REQUIRED WORK: Please lay out the material below as a two-column CSV with columns named instruction and polygons. Give one row for each piece of the material, with its text and its answer each in a single quoted field, line breaks turned into spaces, and the pictures left out.

RECORD LIST:

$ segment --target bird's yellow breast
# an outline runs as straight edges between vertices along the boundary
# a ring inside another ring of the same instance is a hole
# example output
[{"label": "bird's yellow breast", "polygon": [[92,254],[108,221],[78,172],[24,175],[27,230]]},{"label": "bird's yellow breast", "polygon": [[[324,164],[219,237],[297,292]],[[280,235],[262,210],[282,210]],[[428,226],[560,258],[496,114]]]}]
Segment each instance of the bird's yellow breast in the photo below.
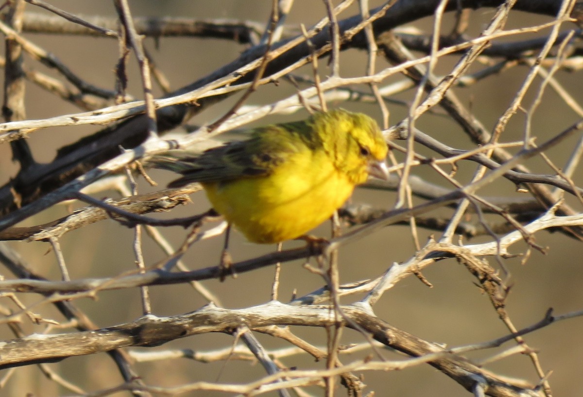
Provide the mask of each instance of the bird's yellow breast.
[{"label": "bird's yellow breast", "polygon": [[203,183],[215,209],[251,241],[298,237],[329,218],[354,189],[323,152],[294,154],[268,175]]}]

SOLUTION FOR THIS TASK:
instruction,polygons
"$ segment --target bird's yellow breast # an outline runs as straight edges between vertices along the boundary # a ring inside another ring of the same instance is a hole # example output [{""label"": ""bird's yellow breast"", ""polygon"": [[92,254],[108,221],[78,172],[24,175],[27,230]]},{""label"": ""bird's yellow breast"", ""polygon"": [[[324,164],[219,237],[297,292]],[[280,235],[262,210],[282,210]],[[428,226],[560,258],[496,114]]]}] Segment each instance of the bird's yellow breast in the photo below. Provide the mask of each instance of the bird's yellow breast.","[{""label"": ""bird's yellow breast"", ""polygon"": [[203,183],[215,209],[251,241],[298,237],[329,218],[354,189],[323,152],[294,154],[268,175]]}]"